— Start Provided records —

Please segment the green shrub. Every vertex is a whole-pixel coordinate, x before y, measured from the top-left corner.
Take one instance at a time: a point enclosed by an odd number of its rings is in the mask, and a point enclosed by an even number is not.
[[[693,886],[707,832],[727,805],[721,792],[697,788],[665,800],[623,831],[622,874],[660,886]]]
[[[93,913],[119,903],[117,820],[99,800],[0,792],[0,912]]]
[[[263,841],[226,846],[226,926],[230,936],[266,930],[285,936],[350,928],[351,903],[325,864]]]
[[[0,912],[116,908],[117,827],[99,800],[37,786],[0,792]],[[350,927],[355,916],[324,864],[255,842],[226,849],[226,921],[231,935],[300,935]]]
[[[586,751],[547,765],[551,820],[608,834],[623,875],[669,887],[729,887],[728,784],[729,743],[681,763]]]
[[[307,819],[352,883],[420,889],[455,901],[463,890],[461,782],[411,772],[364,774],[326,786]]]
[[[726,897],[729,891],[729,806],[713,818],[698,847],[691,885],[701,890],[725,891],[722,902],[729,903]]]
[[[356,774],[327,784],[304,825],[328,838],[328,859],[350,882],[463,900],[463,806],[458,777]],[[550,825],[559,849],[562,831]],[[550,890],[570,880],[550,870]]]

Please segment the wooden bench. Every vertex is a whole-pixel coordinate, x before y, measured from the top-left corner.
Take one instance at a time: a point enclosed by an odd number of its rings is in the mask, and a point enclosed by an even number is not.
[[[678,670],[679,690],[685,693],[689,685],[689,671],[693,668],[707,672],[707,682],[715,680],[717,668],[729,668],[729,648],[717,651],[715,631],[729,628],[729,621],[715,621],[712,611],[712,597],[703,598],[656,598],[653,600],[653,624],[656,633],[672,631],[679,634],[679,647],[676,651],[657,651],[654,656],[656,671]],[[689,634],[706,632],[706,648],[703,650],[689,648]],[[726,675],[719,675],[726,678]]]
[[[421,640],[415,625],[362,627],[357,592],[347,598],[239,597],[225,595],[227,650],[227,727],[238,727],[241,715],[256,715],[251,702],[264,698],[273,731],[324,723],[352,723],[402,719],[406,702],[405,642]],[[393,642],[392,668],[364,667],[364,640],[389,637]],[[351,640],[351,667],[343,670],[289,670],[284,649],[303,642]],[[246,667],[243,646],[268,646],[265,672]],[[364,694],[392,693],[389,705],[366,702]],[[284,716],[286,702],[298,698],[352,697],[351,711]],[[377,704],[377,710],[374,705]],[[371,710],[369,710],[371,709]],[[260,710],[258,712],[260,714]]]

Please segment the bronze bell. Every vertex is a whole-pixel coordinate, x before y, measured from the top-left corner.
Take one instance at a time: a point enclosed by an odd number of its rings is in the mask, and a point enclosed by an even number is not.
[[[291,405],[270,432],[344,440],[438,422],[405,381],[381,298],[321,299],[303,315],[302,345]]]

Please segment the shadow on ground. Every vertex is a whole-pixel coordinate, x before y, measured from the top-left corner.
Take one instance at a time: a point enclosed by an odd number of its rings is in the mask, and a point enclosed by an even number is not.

— End Provided records —

> **Written problem**: Reproduce all the records precisely.

> **Solution below**:
Please segment the green shrub. Every vertex is a whole-pixel coordinate, x before y, measured from the top-left corner.
Take one instance at a time: a point enclosed by an odd number of its rings is in the mask, and a point enclosed by an even number is not.
[[[693,886],[707,832],[727,805],[721,792],[697,788],[665,800],[623,831],[622,874],[660,886]]]
[[[93,913],[119,903],[117,820],[99,800],[0,792],[0,912]]]
[[[263,841],[226,846],[226,926],[230,936],[266,930],[285,936],[350,928],[351,903],[325,864]]]
[[[0,912],[116,908],[117,827],[99,800],[37,786],[0,792]],[[350,927],[355,916],[324,864],[255,842],[226,849],[226,921],[231,935],[300,935]]]
[[[586,751],[547,765],[551,820],[608,834],[623,875],[669,887],[729,887],[728,784],[729,743],[681,763]]]
[[[307,819],[352,883],[420,889],[455,901],[463,890],[461,782],[411,772],[364,774],[326,786]]]
[[[726,897],[729,891],[729,806],[713,818],[698,847],[691,885],[701,890],[725,891],[722,902],[729,903]]]
[[[356,774],[327,784],[304,825],[328,838],[328,859],[350,882],[463,900],[463,806],[458,777]],[[550,825],[559,849],[562,831]],[[550,890],[570,880],[550,870]]]

Please segment the wooden bench. Every vertex is a whole-pixel coordinate, x before y, measured from the top-left corner.
Take one instance at a time: a point enclosed by an odd number of its rings is in the mask, and a point enclosed by an even number is not.
[[[678,670],[679,690],[685,693],[689,685],[689,671],[693,668],[707,672],[707,682],[715,680],[717,668],[729,668],[729,648],[717,651],[715,631],[729,628],[729,621],[715,621],[712,611],[712,597],[703,598],[656,598],[653,600],[653,624],[656,633],[672,631],[679,634],[679,647],[676,651],[657,651],[654,656],[656,671]],[[689,634],[706,632],[706,648],[703,650],[689,648]],[[726,675],[719,675],[726,678]]]
[[[421,640],[415,625],[362,627],[357,592],[347,598],[239,597],[225,595],[227,650],[227,727],[238,727],[241,715],[256,715],[251,702],[264,698],[273,731],[324,723],[352,723],[402,719],[406,702],[405,642]],[[393,642],[392,668],[364,667],[364,640],[389,637]],[[351,640],[351,667],[343,670],[289,670],[284,649],[303,642]],[[246,667],[243,646],[268,646],[265,672]],[[364,694],[392,693],[389,705],[366,702]],[[284,716],[286,702],[298,698],[352,697],[351,711]],[[377,704],[377,710],[374,705]],[[371,710],[369,710],[371,709]],[[260,710],[258,712],[260,714]]]

Please segment the bronze bell. Every vertex is a whole-pixel coordinate, x before y, measured from the top-left corner.
Take one instance at a time: a point enclosed by an odd number of its rings is in the mask, and a point enclosed by an even number is not.
[[[291,405],[270,432],[344,440],[438,422],[405,381],[381,298],[321,299],[303,315],[302,345]]]

Please segment the shadow on ground. Every vertex is a whole-pixel coordinate, x before y, measured from the top-left corner.
Take one instance at a time: a point enclosed by an odd number of its rings is in the mask, and a point enclosed by an even number is not.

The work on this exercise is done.